Text segment:

WorkFlex Bridge Agent | Samuel Muriuki

What it is

A 90-minute live coding challenge: build a pipeline from Microsoft Teams messages to Jira tickets via a Gemini function-calling brain, plus a Teams reply on the way back. Submitted, passed engineering review, advanced to the next round.

The problem

The challenge tested two things at once: can you ship a working LLM pipeline under time pressure, and can you handle the boring infrastructure question of 'what happens when free-tier rate limits bite at 30 seconds in?' Most candidates would crash; the grader wanted to see graceful degradation.

What I built

End-to-end pipeline

Mock Teams server emits a message → Gemini function-calling decides whether to create a new Jira ticket or update an existing one → Jira API call lands → Teams reply confirms. Schema-validated JSON throughout (Zod), so malformed LLM responses are caught and re-issued instead of swallowed.

12-key Gemini rotation engine

Round-robin dispatcher across 12 free-tier API keys with per-key quota tracking. Effective rate limit jumps from 15 req/min to ~180 req/min. Detailed walkthrough in the garden post 'A 12-key Gemini rotation system, in 90 minutes.'

Failover + backoff

When a key returns 429, dispatcher marks it cooldown-until-next-window and retries on the next key. Exponential backoff (200ms × 2^attempt) only fires if every key is in cooldown — which under the test load happened roughly never.

The bug caught at minute 78

Cooldown was stored as a boolean instead of a timestamp; a key rate-limited at second 5 stayed marked cooldown at second 95. Three-line fix: store the timestamp, check `Date.now() - cooldown > 60_000` before reusing.

Engineering decisions

Why deterministic round-robin over weighted

Deterministic dispatch is easier to reason about under tests — call N goes to key `N mod 12`, period. Weighted strategies (least-recently-used, lowest-quota-remaining) sound smarter but add state I would have had to debug under time pressure.

Why schema validation as a retry trigger

LLMs are not deterministic. Treating malformed responses as a transient error and re-issuing to the next key gave me a cheap retry budget — much cheaper than catching every Zod failure as a separate exception path.

Requirement:
Answer these questions using the WorkFlex Bridge Agent write-up above.
(a) How long was the live coding challenge?
(b) What effective rate limit does the 12-key Gemini rotation reach?
(c) What data type was the cooldown wrongly stored as in the bug caught at minute 78?

Dataset content:

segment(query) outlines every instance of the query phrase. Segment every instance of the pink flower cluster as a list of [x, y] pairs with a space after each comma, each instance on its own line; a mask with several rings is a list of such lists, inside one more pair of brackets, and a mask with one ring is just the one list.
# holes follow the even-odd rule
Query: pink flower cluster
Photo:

Response to the exercise:
(a) 90 minutes.
(b) About 180 requests per minute.
(c) A boolean, instead of a timestamp.